▶ Passage given
□ □ □ □

Hot off the Arab press 442304

What citizens of other countries are reading about the Middle East.

Iran's Deputy Foreign Minister Hossein Amir- Abdollahian (left) sits next to Syria’s Deputy Foreign Minister Faisal Mekdad during a joint press conference in Damascus on September 3, 2015 (photo credit: REUTERS)
Iran's Deputy Foreign Minister Hossein Amir- Abdollahian (left) sits next to Syria’s Deputy Foreign Minister Faisal Mekdad during a joint press conference in Damascus on September 3, 2015
(photo credit: REUTERS)
Iran is not fighting in Syria
Al-Nahar, Lebanon, January 13
Last week, Iranian Interior Minister Abdolreza Rahmani- Fazli claimed that while Tehran is equipping and training the Syrian army, it is not sending forces to fight actively on the ground.
Such statements are neither new nor surprising.
What is ironic about them, however, is that they were said at a time when the Iranian presence in Syria has reached unprecedented levels.

□ □ □ □

▶ Data supplied
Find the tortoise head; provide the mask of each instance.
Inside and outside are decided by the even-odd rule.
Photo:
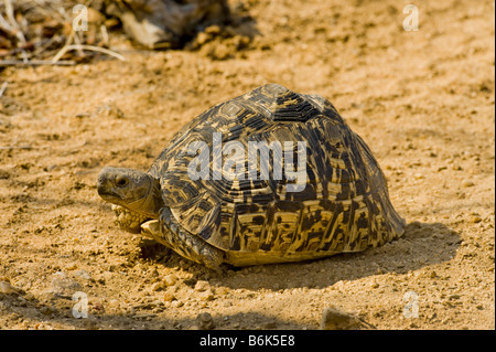
[[[137,216],[157,218],[163,207],[160,182],[147,172],[126,168],[104,168],[98,174],[98,194]]]

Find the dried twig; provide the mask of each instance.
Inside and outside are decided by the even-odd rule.
[[[10,150],[10,149],[33,149],[35,147],[31,147],[31,146],[0,146],[0,150]]]
[[[3,93],[6,93],[7,90],[7,86],[8,86],[9,82],[3,82],[2,86],[0,87],[0,98],[2,97]]]
[[[21,26],[15,21],[12,2],[11,2],[11,0],[3,0],[3,2],[6,3],[6,13],[7,13],[7,19],[10,22],[10,28],[15,33],[15,36],[18,38],[19,42],[21,43],[21,45],[18,45],[18,46],[23,46],[25,44],[25,36],[21,30]],[[4,25],[4,23],[3,23],[3,25]],[[24,50],[22,50],[21,53],[22,53],[23,60],[28,61],[26,52]]]
[[[72,66],[75,65],[75,61],[64,60],[53,62],[50,60],[0,60],[0,66],[41,66],[41,65],[56,65],[56,66]]]
[[[99,47],[99,46],[93,46],[93,45],[65,45],[61,49],[61,51],[52,58],[53,63],[58,62],[58,60],[64,56],[64,54],[71,50],[89,50],[94,52],[100,52],[110,56],[114,56],[120,61],[126,61],[126,58],[116,52],[112,52],[108,49]]]

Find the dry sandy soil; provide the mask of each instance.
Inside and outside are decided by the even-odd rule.
[[[198,329],[208,312],[214,329],[319,329],[337,307],[366,329],[495,329],[494,2],[230,4],[258,32],[239,51],[120,41],[126,62],[0,73],[0,328]],[[194,116],[270,82],[328,98],[367,141],[403,237],[217,275],[115,226],[104,166],[148,169]]]

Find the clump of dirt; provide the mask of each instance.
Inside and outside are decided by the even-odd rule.
[[[406,4],[229,1],[257,33],[4,67],[0,327],[319,329],[333,307],[360,329],[494,329],[494,3],[419,3],[418,31]],[[400,239],[217,275],[114,224],[104,166],[147,170],[186,121],[270,82],[326,97],[365,139]]]

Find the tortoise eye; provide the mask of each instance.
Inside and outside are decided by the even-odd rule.
[[[117,186],[126,186],[128,183],[129,183],[129,181],[126,178],[119,178],[116,180]]]

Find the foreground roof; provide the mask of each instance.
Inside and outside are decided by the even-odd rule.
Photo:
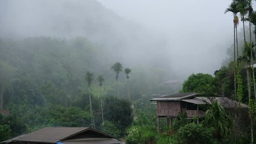
[[[45,127],[13,139],[13,141],[56,143],[88,128],[89,127]]]
[[[239,103],[236,101],[232,100],[227,97],[197,97],[193,100],[195,100],[200,101],[203,101],[206,103],[212,104],[214,100],[217,100],[219,104],[225,108],[233,108],[233,107],[240,107],[241,108],[248,108],[248,106],[245,104]]]
[[[27,142],[57,144],[121,143],[113,136],[90,127],[45,127],[2,143]]]
[[[183,92],[171,95],[165,95],[159,98],[151,99],[150,101],[178,101],[199,95],[196,92]]]

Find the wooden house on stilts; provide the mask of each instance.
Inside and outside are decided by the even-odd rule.
[[[172,95],[162,95],[159,98],[151,99],[156,101],[157,117],[157,131],[159,131],[160,118],[167,119],[167,126],[171,127],[172,131],[172,121],[177,118],[179,113],[187,113],[187,118],[199,118],[204,115],[200,105],[212,104],[213,100],[217,100],[219,104],[224,108],[232,109],[237,107],[239,103],[226,97],[199,97],[198,93],[186,92]],[[248,106],[240,104],[240,107],[248,108]]]

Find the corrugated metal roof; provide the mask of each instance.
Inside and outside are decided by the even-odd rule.
[[[184,98],[189,98],[198,95],[196,92],[178,93],[172,95],[166,95],[159,98],[151,99],[150,101],[176,101]]]
[[[13,141],[55,143],[70,136],[84,131],[89,127],[45,127]]]
[[[190,103],[194,103],[196,104],[206,104],[206,103],[203,101],[195,100],[195,99],[182,100],[181,101],[186,101]]]
[[[206,103],[212,104],[212,101],[215,100],[216,100],[218,103],[221,104],[223,107],[225,108],[234,108],[234,107],[239,107],[239,103],[229,99],[227,97],[197,97],[194,99],[200,100],[203,101]],[[245,104],[240,103],[240,106],[241,108],[248,108],[248,106]]]
[[[62,143],[64,144],[120,144],[123,142],[114,139],[96,138],[80,140],[64,141]]]

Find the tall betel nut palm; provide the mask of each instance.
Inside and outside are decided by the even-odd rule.
[[[233,23],[234,23],[234,95],[236,97],[236,28],[238,24],[238,17],[236,16],[239,11],[238,2],[233,1],[225,11],[225,13],[230,11],[233,13]],[[237,48],[238,53],[238,48]]]
[[[102,109],[102,124],[104,123],[104,118],[103,118],[103,107],[102,104],[102,86],[103,85],[103,82],[105,80],[103,77],[102,75],[100,75],[97,78],[99,82],[99,85],[100,86],[100,107]]]
[[[93,73],[90,71],[87,71],[85,73],[85,80],[87,82],[88,90],[89,91],[89,101],[90,101],[90,111],[91,113],[91,127],[93,128],[95,127],[94,119],[93,118],[93,106],[91,104],[91,83],[93,81],[94,74]]]
[[[129,74],[130,73],[130,72],[132,72],[132,70],[130,68],[124,68],[124,73],[126,75],[126,79],[127,80],[128,99],[129,101],[130,101],[130,89],[129,89],[130,88],[129,88],[128,79],[130,78]]]
[[[120,96],[120,92],[118,88],[118,77],[120,72],[123,71],[122,64],[119,62],[117,62],[112,65],[111,70],[112,70],[115,73],[115,80],[117,81],[117,97],[119,98]]]

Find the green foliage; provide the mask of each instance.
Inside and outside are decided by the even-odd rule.
[[[256,100],[249,100],[249,114],[254,121],[256,121]]]
[[[242,76],[240,74],[240,68],[237,68],[237,74],[236,74],[236,81],[237,82],[237,96],[239,103],[242,103],[243,99],[243,80]]]
[[[221,106],[215,101],[210,109],[206,112],[203,122],[206,127],[212,127],[215,129],[215,136],[219,140],[226,136],[233,125],[233,119]]]
[[[156,144],[177,143],[175,135],[158,134]]]
[[[126,137],[127,144],[153,144],[156,142],[155,133],[145,126],[132,126],[128,129],[128,135]]]
[[[230,67],[222,66],[215,73],[217,93],[224,97],[230,97],[233,93],[234,74],[231,70]]]
[[[0,142],[11,137],[11,130],[8,125],[0,125]]]
[[[114,97],[106,98],[104,101],[104,118],[115,124],[121,134],[124,134],[125,128],[132,122],[130,103],[124,100],[120,100]]]
[[[114,123],[108,121],[105,121],[104,123],[100,125],[100,127],[103,131],[112,135],[115,138],[121,138],[121,131]]]
[[[94,77],[94,75],[93,74],[93,73],[91,73],[89,71],[87,71],[85,73],[85,80],[87,82],[87,86],[88,87],[91,86],[91,83],[93,81],[93,77]]]
[[[130,78],[129,74],[132,72],[132,70],[129,68],[124,68],[124,73],[126,74],[126,79]]]
[[[111,70],[112,70],[115,73],[115,80],[118,81],[119,73],[123,71],[122,64],[119,62],[117,62],[111,66]]]
[[[182,92],[195,92],[202,96],[212,97],[216,93],[214,79],[209,74],[192,74],[184,82]]]
[[[212,129],[205,128],[202,125],[190,123],[181,127],[177,133],[178,144],[208,144],[214,143]]]
[[[64,107],[50,105],[41,109],[40,115],[45,126],[81,127],[88,126],[80,120],[88,120],[91,116],[88,112],[77,107]]]

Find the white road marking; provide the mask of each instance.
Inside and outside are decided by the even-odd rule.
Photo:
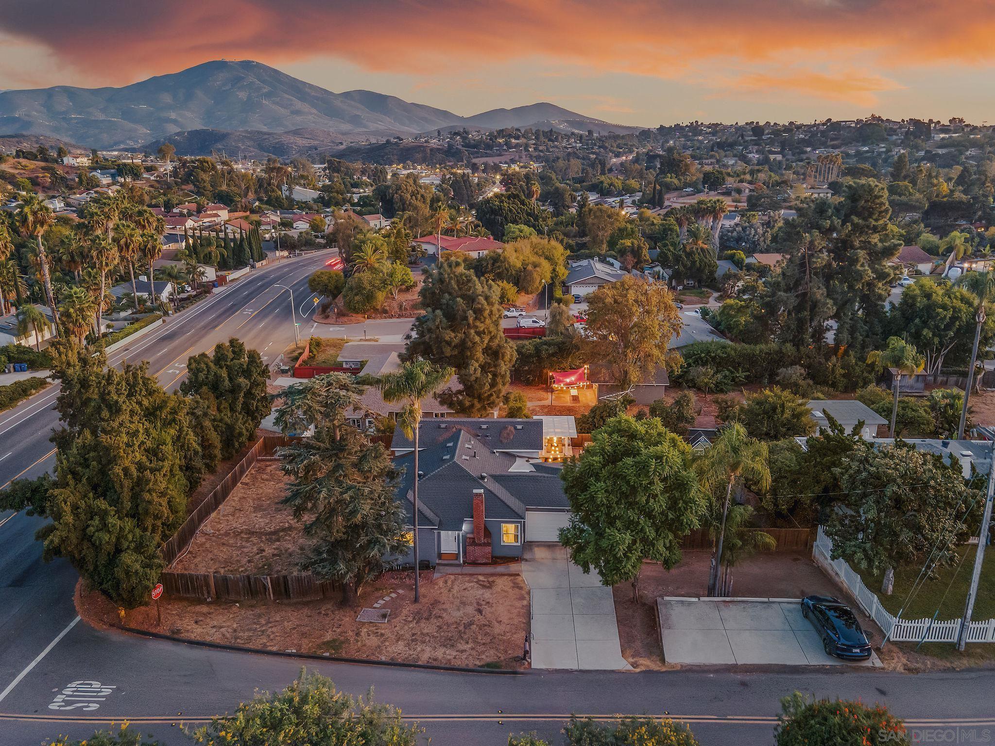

□ □ □ □

▶ Exercise tasks
1. Name every country mentioned in the Middle East press excerpt.
2. Reproduce the listing from the line containing "Find the white" through the end of the listing, switching "road marking" to "lane line" and changing nothing else. Leave out the pictures.
The press excerpt and the listing have nothing to do with each other.

▶ Solutions to the problems
1. Iran, Syria, Lebanon

2.
Find the white lane line; provide the mask of each instance.
Inside and outside are decided by the even-odd rule.
Photo:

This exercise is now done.